● **What the task requires**: Rewrite every line of the listing below as a numbered list, omitting any blank lines.

[START OF Records supplied]

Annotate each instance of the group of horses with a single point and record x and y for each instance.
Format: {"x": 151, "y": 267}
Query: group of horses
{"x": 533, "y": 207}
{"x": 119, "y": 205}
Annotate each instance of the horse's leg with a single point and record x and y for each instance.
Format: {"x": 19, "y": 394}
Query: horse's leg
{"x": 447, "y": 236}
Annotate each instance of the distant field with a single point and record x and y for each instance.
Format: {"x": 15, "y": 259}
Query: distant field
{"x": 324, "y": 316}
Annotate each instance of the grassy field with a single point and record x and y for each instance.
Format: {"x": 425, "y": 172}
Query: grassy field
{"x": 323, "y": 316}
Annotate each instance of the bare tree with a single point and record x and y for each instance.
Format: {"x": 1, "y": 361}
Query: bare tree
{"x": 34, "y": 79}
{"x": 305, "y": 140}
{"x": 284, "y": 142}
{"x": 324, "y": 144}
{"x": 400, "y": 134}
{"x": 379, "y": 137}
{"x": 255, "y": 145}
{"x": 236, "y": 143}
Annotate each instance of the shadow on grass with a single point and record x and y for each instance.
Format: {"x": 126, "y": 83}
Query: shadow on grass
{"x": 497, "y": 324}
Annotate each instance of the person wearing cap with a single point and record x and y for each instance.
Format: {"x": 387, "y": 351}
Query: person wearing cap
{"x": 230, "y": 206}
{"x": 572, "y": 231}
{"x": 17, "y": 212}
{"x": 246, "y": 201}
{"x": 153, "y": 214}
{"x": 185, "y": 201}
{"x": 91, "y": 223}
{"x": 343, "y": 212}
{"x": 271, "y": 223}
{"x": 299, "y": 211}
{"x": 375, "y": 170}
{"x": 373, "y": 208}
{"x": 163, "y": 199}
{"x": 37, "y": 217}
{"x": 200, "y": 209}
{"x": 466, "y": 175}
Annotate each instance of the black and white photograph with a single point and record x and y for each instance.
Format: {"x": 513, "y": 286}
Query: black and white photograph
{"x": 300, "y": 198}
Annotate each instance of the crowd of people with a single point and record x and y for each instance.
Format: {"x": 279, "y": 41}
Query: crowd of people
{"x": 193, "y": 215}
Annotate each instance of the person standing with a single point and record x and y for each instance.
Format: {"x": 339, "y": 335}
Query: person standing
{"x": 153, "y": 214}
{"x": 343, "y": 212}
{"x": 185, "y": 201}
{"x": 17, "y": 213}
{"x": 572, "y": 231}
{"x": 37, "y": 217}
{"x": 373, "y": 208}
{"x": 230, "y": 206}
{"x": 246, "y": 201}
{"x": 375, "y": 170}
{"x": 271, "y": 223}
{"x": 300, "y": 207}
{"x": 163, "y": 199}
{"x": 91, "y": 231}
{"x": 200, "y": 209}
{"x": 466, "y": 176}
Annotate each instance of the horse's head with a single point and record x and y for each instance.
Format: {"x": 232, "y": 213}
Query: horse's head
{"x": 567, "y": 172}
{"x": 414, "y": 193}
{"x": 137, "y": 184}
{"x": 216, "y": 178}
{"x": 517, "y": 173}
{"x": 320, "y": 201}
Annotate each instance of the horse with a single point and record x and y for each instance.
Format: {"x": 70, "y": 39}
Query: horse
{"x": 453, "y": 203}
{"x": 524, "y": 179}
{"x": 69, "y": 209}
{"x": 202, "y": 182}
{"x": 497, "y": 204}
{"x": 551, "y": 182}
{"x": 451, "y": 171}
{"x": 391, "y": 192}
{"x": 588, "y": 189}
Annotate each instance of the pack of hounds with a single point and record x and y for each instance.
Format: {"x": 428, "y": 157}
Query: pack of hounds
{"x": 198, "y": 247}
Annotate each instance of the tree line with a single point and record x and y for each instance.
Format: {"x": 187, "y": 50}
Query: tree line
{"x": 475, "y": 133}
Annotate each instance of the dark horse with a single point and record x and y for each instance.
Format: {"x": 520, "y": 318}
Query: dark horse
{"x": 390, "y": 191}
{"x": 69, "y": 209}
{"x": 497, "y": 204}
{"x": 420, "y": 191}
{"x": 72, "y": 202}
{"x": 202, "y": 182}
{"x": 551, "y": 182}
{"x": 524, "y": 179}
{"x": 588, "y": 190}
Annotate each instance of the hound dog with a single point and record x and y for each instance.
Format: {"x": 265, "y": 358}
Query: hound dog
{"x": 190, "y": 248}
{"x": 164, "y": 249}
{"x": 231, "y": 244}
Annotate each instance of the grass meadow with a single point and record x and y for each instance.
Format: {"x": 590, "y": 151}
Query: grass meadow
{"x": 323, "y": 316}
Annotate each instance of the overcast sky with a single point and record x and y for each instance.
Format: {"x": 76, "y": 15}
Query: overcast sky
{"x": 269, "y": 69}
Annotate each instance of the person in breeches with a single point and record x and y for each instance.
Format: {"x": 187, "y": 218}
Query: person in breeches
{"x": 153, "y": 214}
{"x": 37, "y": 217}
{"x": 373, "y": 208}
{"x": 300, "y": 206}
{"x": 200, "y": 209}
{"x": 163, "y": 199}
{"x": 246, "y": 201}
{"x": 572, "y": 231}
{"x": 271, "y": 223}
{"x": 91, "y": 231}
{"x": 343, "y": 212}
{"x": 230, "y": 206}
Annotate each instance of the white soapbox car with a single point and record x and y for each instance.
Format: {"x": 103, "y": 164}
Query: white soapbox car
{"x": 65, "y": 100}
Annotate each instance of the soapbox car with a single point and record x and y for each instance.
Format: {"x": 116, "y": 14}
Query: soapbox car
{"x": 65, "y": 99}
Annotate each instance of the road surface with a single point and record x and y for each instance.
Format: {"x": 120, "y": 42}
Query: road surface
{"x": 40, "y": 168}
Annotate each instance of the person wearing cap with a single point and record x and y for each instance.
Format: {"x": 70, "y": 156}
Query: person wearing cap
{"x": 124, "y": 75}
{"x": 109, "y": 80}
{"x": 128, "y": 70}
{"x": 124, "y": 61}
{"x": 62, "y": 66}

[END OF Records supplied]

● **Answer for this exercise**:
1. Annotate each instance of the group of horses with a single point and record x and y for each instance.
2. Format: {"x": 151, "y": 267}
3. Query: group of horses
4. {"x": 533, "y": 207}
5. {"x": 119, "y": 205}
6. Annotate each instance of the horse's leg with a single point and record x and y for each instance.
7. Format: {"x": 19, "y": 394}
8. Query: horse's leg
9. {"x": 447, "y": 236}
10. Annotate each instance of the distant field with a single point and record x and y for each instance.
11. Format: {"x": 15, "y": 259}
12. Query: distant field
13. {"x": 324, "y": 316}
14. Annotate each instance of the grassy field with a single point and record x and y for each instance.
15. Format: {"x": 425, "y": 172}
16. Query: grassy field
17. {"x": 323, "y": 316}
18. Annotate each instance of the bare tree with a single point and record x and y for each instance.
19. Format: {"x": 1, "y": 361}
20. Query: bare tree
21. {"x": 34, "y": 79}
22. {"x": 305, "y": 140}
23. {"x": 284, "y": 142}
24. {"x": 324, "y": 144}
25. {"x": 400, "y": 134}
26. {"x": 379, "y": 137}
27. {"x": 255, "y": 145}
28. {"x": 236, "y": 143}
29. Annotate each instance of the shadow on grass with a single point and record x and y for each instance.
30. Format: {"x": 126, "y": 83}
31. Query: shadow on grass
32. {"x": 497, "y": 324}
33. Annotate each instance of the person wearing cap with a single point and record x and y for each instance.
34. Format: {"x": 387, "y": 351}
35. Query: person wearing cap
36. {"x": 230, "y": 206}
37. {"x": 572, "y": 231}
38. {"x": 17, "y": 212}
39. {"x": 246, "y": 201}
40. {"x": 153, "y": 214}
41. {"x": 185, "y": 201}
42. {"x": 91, "y": 223}
43. {"x": 343, "y": 212}
44. {"x": 271, "y": 223}
45. {"x": 299, "y": 211}
46. {"x": 375, "y": 170}
47. {"x": 373, "y": 208}
48. {"x": 163, "y": 199}
49. {"x": 37, "y": 217}
50. {"x": 200, "y": 209}
51. {"x": 466, "y": 175}
52. Annotate each instance of the black and white photograph with a single point and record x and y for each instance.
53. Format: {"x": 513, "y": 286}
54. Query: black and white photograph
55. {"x": 300, "y": 198}
56. Annotate each instance of the crowd of people with a single point and record x and y for each instance.
57. Format: {"x": 279, "y": 41}
58. Query: crowd of people
59. {"x": 193, "y": 215}
60. Annotate each instance of the person standing with a single point and record x and y for each instance.
61. Format: {"x": 339, "y": 335}
62. Query: person standing
63. {"x": 153, "y": 214}
64. {"x": 343, "y": 212}
65. {"x": 185, "y": 201}
66. {"x": 17, "y": 213}
67. {"x": 572, "y": 231}
68. {"x": 37, "y": 217}
69. {"x": 373, "y": 208}
70. {"x": 230, "y": 206}
71. {"x": 246, "y": 201}
72. {"x": 375, "y": 170}
73. {"x": 271, "y": 223}
74. {"x": 300, "y": 207}
75. {"x": 163, "y": 199}
76. {"x": 91, "y": 231}
77. {"x": 200, "y": 209}
78. {"x": 466, "y": 176}
79. Annotate each instance of the horse's head with a single point and record x and y for each instance.
80. Format: {"x": 232, "y": 213}
81. Query: horse's head
82. {"x": 567, "y": 172}
83. {"x": 414, "y": 193}
84. {"x": 137, "y": 184}
85. {"x": 216, "y": 178}
86. {"x": 517, "y": 173}
87. {"x": 320, "y": 201}
88. Annotate each instance of the horse with a single point and record x and y for each instance.
89. Format: {"x": 70, "y": 39}
90. Query: horse
91. {"x": 453, "y": 203}
92. {"x": 524, "y": 179}
93. {"x": 69, "y": 209}
94. {"x": 202, "y": 182}
95. {"x": 497, "y": 204}
96. {"x": 551, "y": 182}
97. {"x": 451, "y": 171}
98. {"x": 391, "y": 192}
99. {"x": 588, "y": 189}
100. Annotate each instance of the pack of hounds with a single point and record x and y for each instance.
101. Format: {"x": 428, "y": 157}
102. Query: pack of hounds
103. {"x": 198, "y": 247}
104. Annotate each instance of the tree line with a single point and record x and y for each instance.
105. Format: {"x": 187, "y": 50}
106. Query: tree line
107. {"x": 475, "y": 133}
108. Annotate each instance of the dark horse with a single point and record x and y for each instance.
109. Format: {"x": 520, "y": 318}
110. Query: dark horse
111. {"x": 390, "y": 191}
112. {"x": 69, "y": 209}
113. {"x": 497, "y": 204}
114. {"x": 420, "y": 191}
115. {"x": 72, "y": 202}
116. {"x": 202, "y": 182}
117. {"x": 551, "y": 182}
118. {"x": 524, "y": 179}
119. {"x": 588, "y": 190}
120. Annotate each instance of the hound dog with a single point and record x and y for each instance.
121. Format: {"x": 265, "y": 358}
122. Query: hound dog
123. {"x": 190, "y": 248}
124. {"x": 164, "y": 249}
125. {"x": 231, "y": 244}
126. Annotate each instance of the grass meadow with a single point and record x and y for each instance.
127. Format: {"x": 590, "y": 151}
128. Query: grass meadow
129. {"x": 323, "y": 316}
130. Annotate each instance of the overcast sky with a single point and record x and y for each instance.
131. Format: {"x": 76, "y": 15}
132. Query: overcast sky
133. {"x": 269, "y": 69}
134. Annotate each instance of the person in breeches with a single point and record x and y for each instance.
135. Format: {"x": 187, "y": 218}
136. Query: person in breeches
137. {"x": 153, "y": 214}
138. {"x": 37, "y": 217}
139. {"x": 373, "y": 208}
140. {"x": 300, "y": 206}
141. {"x": 200, "y": 209}
142. {"x": 163, "y": 199}
143. {"x": 246, "y": 201}
144. {"x": 572, "y": 231}
145. {"x": 271, "y": 223}
146. {"x": 91, "y": 231}
147. {"x": 343, "y": 212}
148. {"x": 230, "y": 206}
149. Annotate each instance of the white soapbox car with a single point and record x and y for each instance.
150. Format: {"x": 103, "y": 164}
151. Query: white soapbox car
152. {"x": 65, "y": 100}
153. Annotate each instance of the soapbox car with a single point and record x and y for each instance.
154. Format: {"x": 116, "y": 14}
155. Query: soapbox car
156. {"x": 65, "y": 99}
157. Annotate each instance of the road surface with a single point and record x and y for each instance.
158. Format: {"x": 120, "y": 42}
159. Query: road surface
160. {"x": 40, "y": 168}
161. Annotate each instance of the person wearing cap with a single point and record x and y for each instance.
162. Format: {"x": 70, "y": 156}
163. Query: person wearing cap
164. {"x": 124, "y": 75}
165. {"x": 109, "y": 80}
166. {"x": 128, "y": 70}
167. {"x": 124, "y": 61}
168. {"x": 62, "y": 66}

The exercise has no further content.